Aim of the task — Please edit the data starting with the line that contains "Where can you find the white porch post" and going on through the end, replacing "porch" with "veranda" and leaving everything else unchanged.

Records for this task —
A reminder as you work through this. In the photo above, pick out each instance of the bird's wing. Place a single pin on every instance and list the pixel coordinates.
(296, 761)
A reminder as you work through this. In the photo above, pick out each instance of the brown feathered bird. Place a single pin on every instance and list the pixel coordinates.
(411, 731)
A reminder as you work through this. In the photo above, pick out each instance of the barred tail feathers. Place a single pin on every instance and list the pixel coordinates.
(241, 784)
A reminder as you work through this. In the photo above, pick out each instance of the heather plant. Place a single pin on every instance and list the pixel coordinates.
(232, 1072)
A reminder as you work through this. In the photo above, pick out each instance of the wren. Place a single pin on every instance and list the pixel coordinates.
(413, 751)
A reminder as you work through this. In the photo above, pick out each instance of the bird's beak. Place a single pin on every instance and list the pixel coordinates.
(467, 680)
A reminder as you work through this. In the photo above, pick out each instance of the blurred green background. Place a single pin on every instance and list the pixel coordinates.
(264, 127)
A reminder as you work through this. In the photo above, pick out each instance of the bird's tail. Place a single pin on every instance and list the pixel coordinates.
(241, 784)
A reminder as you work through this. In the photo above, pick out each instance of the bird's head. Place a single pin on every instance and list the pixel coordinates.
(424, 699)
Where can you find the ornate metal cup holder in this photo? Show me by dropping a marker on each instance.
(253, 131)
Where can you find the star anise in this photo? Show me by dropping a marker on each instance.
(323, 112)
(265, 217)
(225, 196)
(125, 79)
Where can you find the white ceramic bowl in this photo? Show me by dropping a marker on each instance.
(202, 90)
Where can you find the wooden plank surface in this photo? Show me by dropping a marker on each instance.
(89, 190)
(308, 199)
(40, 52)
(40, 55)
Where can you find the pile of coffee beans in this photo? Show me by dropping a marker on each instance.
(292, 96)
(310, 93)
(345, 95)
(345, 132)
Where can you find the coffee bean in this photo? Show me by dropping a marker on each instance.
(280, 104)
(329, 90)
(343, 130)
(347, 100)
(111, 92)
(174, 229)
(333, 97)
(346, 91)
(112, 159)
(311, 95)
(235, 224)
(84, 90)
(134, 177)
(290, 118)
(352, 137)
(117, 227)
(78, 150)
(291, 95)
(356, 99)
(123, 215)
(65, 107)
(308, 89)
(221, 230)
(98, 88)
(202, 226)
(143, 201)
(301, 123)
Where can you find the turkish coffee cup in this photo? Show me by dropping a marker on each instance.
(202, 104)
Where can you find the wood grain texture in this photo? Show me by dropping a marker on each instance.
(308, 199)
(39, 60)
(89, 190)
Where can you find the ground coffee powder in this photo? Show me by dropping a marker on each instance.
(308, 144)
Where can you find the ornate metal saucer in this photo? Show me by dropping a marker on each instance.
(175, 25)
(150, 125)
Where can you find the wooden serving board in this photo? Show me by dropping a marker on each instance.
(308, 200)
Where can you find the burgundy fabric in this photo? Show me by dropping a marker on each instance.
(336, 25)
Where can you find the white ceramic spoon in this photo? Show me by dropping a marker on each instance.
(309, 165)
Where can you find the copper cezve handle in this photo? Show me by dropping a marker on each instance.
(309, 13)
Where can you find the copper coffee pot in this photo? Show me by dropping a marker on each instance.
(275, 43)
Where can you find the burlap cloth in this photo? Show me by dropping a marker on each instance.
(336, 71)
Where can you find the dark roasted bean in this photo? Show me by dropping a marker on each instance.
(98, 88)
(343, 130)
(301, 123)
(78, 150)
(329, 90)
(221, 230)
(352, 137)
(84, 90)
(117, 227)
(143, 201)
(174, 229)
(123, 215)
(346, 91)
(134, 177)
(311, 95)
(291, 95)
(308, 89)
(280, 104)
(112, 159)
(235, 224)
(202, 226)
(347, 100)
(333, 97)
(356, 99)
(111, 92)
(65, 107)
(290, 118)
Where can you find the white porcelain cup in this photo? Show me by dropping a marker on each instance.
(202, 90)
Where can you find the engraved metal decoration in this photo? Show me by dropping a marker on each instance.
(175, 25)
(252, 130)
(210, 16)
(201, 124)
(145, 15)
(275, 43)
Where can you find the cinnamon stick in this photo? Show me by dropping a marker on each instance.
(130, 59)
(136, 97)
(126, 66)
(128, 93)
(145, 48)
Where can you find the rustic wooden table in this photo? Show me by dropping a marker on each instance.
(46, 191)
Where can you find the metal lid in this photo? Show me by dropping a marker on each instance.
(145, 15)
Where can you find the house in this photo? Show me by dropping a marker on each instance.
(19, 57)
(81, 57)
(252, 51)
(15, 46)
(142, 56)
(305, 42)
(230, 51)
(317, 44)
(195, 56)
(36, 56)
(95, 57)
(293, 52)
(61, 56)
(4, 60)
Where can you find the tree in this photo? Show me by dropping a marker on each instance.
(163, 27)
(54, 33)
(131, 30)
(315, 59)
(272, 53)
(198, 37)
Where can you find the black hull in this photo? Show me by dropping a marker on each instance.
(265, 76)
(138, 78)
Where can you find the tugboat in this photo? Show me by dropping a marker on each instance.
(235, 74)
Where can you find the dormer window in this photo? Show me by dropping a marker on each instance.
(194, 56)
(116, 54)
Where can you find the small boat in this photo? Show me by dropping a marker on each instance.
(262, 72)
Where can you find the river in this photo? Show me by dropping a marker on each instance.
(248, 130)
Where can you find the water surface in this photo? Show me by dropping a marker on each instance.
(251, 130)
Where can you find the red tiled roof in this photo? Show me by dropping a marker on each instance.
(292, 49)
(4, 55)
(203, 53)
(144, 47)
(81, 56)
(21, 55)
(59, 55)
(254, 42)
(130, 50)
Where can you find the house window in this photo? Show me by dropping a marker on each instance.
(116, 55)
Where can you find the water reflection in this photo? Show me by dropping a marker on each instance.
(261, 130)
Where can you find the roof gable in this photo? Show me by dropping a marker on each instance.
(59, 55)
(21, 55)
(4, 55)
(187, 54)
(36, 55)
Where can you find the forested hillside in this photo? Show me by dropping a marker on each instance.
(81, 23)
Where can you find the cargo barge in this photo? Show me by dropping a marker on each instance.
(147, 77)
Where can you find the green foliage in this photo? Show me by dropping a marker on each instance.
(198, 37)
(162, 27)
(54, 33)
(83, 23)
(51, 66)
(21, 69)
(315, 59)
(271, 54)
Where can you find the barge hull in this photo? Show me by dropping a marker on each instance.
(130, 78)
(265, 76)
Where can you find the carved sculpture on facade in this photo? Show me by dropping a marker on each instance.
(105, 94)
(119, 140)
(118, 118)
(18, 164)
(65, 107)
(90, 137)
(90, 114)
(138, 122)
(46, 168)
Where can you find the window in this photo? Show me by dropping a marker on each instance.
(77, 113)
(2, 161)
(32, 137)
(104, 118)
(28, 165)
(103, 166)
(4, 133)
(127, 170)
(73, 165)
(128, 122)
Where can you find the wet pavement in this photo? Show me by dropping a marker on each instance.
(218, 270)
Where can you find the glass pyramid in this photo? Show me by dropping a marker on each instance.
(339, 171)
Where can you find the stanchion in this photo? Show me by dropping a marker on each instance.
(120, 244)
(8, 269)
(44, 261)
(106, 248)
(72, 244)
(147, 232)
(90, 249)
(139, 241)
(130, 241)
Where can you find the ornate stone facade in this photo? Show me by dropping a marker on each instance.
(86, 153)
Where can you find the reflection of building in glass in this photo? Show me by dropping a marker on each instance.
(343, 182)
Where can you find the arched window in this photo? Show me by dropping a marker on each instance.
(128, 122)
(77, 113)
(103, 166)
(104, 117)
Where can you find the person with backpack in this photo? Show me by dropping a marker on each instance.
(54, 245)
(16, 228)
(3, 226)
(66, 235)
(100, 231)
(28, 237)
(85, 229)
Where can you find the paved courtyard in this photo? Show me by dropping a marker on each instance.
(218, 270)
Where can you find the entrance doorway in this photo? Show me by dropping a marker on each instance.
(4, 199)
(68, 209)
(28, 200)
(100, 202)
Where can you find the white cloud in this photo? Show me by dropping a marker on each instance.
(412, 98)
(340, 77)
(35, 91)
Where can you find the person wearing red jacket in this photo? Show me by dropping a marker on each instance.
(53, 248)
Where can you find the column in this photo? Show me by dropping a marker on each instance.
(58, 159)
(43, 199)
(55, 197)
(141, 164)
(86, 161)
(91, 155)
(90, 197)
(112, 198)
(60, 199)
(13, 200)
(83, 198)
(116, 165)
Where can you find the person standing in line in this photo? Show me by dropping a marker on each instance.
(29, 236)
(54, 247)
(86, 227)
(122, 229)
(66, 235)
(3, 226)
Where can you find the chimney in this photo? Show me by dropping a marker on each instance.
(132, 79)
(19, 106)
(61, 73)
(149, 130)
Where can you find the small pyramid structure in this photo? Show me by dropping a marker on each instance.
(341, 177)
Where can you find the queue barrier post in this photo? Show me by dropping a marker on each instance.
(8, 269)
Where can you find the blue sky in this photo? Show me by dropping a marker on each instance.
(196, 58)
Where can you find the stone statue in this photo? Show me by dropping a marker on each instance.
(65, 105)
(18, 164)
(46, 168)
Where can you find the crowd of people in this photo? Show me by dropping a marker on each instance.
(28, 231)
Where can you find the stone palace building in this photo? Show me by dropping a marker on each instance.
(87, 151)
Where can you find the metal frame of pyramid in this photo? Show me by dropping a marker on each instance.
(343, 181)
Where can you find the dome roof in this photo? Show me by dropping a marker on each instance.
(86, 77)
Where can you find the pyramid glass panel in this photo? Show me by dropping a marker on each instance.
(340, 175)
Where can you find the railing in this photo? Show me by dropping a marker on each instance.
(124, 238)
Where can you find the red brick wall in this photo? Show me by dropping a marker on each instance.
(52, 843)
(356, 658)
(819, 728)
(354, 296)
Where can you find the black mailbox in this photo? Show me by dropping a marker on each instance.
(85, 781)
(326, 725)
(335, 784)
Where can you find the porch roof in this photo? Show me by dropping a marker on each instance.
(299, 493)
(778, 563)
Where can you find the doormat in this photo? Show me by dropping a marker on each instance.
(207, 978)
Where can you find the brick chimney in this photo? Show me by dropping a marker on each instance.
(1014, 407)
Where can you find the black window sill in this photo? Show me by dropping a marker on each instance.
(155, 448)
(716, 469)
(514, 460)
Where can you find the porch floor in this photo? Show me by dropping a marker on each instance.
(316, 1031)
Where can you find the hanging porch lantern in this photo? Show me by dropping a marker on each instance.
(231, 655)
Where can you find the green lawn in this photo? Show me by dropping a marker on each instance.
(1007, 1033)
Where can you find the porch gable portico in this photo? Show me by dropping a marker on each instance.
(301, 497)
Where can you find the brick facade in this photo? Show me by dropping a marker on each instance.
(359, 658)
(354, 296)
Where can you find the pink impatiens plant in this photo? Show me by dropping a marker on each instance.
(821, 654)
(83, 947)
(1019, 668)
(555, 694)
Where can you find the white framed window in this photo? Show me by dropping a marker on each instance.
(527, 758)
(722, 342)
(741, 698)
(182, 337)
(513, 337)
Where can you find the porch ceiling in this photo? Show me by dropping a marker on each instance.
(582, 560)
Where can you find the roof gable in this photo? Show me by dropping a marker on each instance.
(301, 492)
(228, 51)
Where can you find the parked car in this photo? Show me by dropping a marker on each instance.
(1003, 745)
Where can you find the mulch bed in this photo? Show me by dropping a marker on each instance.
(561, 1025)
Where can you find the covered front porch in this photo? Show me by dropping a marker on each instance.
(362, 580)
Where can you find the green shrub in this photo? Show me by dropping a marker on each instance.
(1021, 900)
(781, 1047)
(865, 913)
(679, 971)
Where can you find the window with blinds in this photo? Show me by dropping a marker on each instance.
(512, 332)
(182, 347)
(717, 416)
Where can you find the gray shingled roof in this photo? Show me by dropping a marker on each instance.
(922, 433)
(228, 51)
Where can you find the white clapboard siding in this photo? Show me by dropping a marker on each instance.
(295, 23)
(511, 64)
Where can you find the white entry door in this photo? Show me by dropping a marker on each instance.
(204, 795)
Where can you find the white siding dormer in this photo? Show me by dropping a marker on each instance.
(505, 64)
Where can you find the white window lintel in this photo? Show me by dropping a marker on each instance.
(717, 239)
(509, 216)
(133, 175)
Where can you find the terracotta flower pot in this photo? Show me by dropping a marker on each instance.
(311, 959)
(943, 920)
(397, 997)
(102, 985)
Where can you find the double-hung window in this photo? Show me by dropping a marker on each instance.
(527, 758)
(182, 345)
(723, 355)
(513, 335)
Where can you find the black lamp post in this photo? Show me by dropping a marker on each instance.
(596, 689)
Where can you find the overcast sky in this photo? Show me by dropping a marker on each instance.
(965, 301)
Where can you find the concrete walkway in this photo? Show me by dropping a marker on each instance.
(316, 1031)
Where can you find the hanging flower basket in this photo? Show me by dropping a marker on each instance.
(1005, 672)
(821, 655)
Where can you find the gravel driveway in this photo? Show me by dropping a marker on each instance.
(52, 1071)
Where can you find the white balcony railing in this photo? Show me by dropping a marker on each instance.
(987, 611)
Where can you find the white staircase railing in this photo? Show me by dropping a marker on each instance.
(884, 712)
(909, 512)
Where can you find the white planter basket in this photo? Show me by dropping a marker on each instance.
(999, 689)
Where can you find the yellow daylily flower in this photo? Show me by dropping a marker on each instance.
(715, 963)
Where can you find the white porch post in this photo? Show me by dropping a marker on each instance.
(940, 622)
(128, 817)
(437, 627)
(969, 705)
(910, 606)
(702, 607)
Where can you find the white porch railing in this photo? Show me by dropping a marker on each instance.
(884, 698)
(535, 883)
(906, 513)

Answer to this exercise —
Where can you find the white veranda post in this photo? Show me by dropping a marker on each instance.
(940, 622)
(128, 817)
(437, 627)
(969, 705)
(910, 606)
(702, 607)
Where can you find the white veranda railing in this photo? Show me by dropping a marker on each instance.
(884, 698)
(535, 883)
(906, 513)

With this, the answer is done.